SOURCE TEXT
▬▬▬

A PHOTO ESSAY, BY MP
Mama's Uggs fit just fine but they sure do make my feetsies smell like ass (DadaRandom in background doing Very Important Work on computer)
Here Mama, I think this shoe might be a squidge too high for me, plus it tastes kind of yuk, but I hold it out for your approval.
My Thanksgiving was so exciting I refused to take a nap, thusly falling asleep later, at the tray (after I made sure to eat my fill, of course)
And I sure did look purty in my new dress
The beach was fun because I got to walk J the dog
But after a while I needed a hug from Da
The beach rocks! Get me one of these!
Home again and Mama thought the Internet should see the face I make when something disgusts me because it makes Mama pee her pants (can you read my bib? Grandpa hates this bib because he really doesn't want me to be what the bib says, which I'm not....yet)

▬▬▬

STATED TASK A
Report every line of the records that contains the word "gold", matching case exactly.

▬▬▬

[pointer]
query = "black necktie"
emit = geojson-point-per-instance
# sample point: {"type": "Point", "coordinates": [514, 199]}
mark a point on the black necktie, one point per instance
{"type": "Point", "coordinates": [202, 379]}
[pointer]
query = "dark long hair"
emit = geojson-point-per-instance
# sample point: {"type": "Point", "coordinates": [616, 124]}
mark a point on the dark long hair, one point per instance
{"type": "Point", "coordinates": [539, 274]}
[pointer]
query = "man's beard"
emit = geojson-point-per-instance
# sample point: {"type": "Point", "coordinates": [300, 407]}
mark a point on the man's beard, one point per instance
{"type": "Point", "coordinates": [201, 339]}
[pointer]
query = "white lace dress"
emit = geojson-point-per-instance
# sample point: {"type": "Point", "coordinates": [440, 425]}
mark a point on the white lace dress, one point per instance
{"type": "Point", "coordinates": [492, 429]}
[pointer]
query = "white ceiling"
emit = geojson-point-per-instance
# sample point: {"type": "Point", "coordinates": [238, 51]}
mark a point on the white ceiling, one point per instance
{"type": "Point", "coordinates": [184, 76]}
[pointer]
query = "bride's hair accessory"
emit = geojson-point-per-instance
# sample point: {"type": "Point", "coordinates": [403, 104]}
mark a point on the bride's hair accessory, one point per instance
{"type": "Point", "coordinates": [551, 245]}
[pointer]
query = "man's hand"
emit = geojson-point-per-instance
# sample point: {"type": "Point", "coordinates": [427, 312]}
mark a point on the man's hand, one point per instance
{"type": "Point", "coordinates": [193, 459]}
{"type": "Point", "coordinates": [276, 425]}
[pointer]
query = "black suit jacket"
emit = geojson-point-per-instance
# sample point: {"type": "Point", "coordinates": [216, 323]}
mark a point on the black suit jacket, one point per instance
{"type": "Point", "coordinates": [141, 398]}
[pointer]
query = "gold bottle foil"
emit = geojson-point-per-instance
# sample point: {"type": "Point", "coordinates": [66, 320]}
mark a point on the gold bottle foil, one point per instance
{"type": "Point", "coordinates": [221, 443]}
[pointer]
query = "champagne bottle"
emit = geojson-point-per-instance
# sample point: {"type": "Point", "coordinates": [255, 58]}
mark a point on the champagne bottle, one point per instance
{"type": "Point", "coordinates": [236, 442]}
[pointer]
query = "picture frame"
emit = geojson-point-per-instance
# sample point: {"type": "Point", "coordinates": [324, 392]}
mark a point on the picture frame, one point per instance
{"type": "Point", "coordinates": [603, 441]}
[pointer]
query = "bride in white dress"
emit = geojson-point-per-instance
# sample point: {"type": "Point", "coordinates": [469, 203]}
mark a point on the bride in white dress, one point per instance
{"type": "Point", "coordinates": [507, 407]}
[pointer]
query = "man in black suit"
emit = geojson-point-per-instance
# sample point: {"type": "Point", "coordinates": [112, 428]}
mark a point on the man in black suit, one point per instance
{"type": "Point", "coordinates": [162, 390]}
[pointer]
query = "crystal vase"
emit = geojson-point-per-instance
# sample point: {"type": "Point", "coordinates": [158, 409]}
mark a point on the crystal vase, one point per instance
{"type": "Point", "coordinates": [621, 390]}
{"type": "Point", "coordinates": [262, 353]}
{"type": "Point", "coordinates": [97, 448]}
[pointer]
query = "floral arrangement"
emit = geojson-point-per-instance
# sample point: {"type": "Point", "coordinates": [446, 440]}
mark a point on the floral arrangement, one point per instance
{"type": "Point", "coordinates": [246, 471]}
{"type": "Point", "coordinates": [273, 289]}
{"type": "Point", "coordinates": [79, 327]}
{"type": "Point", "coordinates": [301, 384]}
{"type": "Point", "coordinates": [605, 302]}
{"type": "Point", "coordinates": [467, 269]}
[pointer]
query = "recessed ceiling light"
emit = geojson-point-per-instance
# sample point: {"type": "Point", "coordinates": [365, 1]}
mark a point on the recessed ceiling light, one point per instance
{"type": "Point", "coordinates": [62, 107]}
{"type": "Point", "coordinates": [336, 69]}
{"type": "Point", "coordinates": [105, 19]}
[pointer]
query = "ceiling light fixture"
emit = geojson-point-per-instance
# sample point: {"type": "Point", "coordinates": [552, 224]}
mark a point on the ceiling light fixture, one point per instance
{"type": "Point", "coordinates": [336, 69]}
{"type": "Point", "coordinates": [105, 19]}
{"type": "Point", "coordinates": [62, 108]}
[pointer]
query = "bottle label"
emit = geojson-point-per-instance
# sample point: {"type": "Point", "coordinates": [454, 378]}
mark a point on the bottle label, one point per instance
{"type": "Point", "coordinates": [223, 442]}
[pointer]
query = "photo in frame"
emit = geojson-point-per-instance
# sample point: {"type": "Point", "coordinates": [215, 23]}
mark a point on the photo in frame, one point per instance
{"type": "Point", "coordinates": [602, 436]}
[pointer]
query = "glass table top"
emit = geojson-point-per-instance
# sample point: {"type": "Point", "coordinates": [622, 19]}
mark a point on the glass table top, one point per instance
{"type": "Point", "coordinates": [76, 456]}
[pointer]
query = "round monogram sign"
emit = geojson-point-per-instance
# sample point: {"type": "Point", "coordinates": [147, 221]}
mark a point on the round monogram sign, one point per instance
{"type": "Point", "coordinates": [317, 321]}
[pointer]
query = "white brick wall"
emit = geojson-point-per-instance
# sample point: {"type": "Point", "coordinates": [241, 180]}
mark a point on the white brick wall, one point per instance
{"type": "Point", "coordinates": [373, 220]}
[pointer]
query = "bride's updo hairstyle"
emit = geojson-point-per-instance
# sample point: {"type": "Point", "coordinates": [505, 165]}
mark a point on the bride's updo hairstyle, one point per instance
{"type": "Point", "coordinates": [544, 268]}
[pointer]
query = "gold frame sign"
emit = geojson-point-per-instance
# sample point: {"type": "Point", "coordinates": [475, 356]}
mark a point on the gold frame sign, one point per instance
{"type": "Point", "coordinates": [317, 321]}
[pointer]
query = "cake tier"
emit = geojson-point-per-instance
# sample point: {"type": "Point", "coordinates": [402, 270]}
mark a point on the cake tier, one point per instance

▬▬▬

STATED TASK B
Shorten the paragraph of the photo essay that opens "Home again and Mama thought" while keeping its main facts.

PROBLEM SOLUTION A
query = "gold bottle foil"
mark a point on the gold bottle foil, one point per instance
query = "gold frame sign"
mark a point on the gold frame sign, one point per instance

PROBLEM SOLUTION B
Back home, Mama wanted the Internet to see my disgusted face, since it makes her pee her pants. My bib has writing on it. Grandpa hates the bib because he doesn't want me to become what it says, which I'm not yet.